— Description of the task —
The records below should be written out again, exactly.

— Dataset rows —
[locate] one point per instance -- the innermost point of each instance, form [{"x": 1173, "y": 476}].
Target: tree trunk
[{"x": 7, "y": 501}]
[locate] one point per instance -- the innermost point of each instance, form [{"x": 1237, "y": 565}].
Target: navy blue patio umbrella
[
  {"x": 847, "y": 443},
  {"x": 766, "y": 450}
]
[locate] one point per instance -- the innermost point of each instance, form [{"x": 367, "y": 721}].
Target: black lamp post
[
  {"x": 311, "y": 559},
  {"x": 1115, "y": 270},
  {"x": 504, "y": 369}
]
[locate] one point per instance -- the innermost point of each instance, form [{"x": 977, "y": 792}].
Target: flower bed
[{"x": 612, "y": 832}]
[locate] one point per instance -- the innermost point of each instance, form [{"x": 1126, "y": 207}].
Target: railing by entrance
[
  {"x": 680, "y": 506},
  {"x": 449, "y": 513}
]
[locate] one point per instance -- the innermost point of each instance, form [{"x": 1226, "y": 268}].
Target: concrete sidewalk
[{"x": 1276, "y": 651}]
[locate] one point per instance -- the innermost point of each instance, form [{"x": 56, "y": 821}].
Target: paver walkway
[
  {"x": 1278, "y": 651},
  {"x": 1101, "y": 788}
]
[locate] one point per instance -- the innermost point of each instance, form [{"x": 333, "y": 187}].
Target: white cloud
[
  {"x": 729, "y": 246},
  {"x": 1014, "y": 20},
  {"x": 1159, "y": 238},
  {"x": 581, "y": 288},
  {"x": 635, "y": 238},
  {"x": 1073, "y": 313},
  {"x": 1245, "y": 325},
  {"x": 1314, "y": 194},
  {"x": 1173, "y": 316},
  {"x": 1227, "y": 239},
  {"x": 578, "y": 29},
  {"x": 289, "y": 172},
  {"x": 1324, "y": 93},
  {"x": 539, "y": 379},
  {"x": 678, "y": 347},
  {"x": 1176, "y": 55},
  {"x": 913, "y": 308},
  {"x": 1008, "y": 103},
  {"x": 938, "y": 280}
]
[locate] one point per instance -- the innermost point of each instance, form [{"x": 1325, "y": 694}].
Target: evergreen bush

— Response —
[locate] one point per instance -- the innermost point of each instance, form [{"x": 1173, "y": 476}].
Target: tree trunk
[{"x": 7, "y": 501}]
[locate] one point per instance -- the innermost point of each instance, form [{"x": 1237, "y": 565}].
Target: navy blue patio umbrella
[
  {"x": 847, "y": 443},
  {"x": 766, "y": 450}
]
[locate] one point per instance -- the innermost point of each instance, form [{"x": 367, "y": 721}].
Target: black lamp post
[
  {"x": 311, "y": 559},
  {"x": 1115, "y": 270},
  {"x": 504, "y": 369}
]
[locate] one point per instance -- the innermost point of each instance, form [{"x": 977, "y": 792}].
Target: flower bed
[{"x": 612, "y": 832}]
[locate] one point per instance -- the innermost point of each instance, form [{"x": 1126, "y": 207}].
Target: railing by entrance
[
  {"x": 680, "y": 506},
  {"x": 449, "y": 513}
]
[locate] one point per instance -- the innermost point of each instance, form [{"x": 1226, "y": 268}].
Target: concrete sidewalk
[{"x": 1276, "y": 651}]
[locate] one point per instance -- the innermost point of each instance, form [{"x": 56, "y": 821}].
Target: paver walkway
[
  {"x": 1278, "y": 651},
  {"x": 1101, "y": 788}
]
[locate] one point per instance -- the innermost point of each instance, form [{"x": 333, "y": 187}].
Target: white cloud
[
  {"x": 729, "y": 246},
  {"x": 1014, "y": 20},
  {"x": 1159, "y": 238},
  {"x": 581, "y": 288},
  {"x": 635, "y": 238},
  {"x": 1073, "y": 313},
  {"x": 1245, "y": 325},
  {"x": 1314, "y": 194},
  {"x": 1173, "y": 316},
  {"x": 1227, "y": 239},
  {"x": 578, "y": 29},
  {"x": 289, "y": 172},
  {"x": 1324, "y": 93},
  {"x": 539, "y": 379},
  {"x": 678, "y": 347},
  {"x": 1176, "y": 55},
  {"x": 913, "y": 308},
  {"x": 1008, "y": 103},
  {"x": 938, "y": 280}
]
[locate] one point per instance -- the innermost point of each instance, form [{"x": 1325, "y": 694}].
Target: evergreen bush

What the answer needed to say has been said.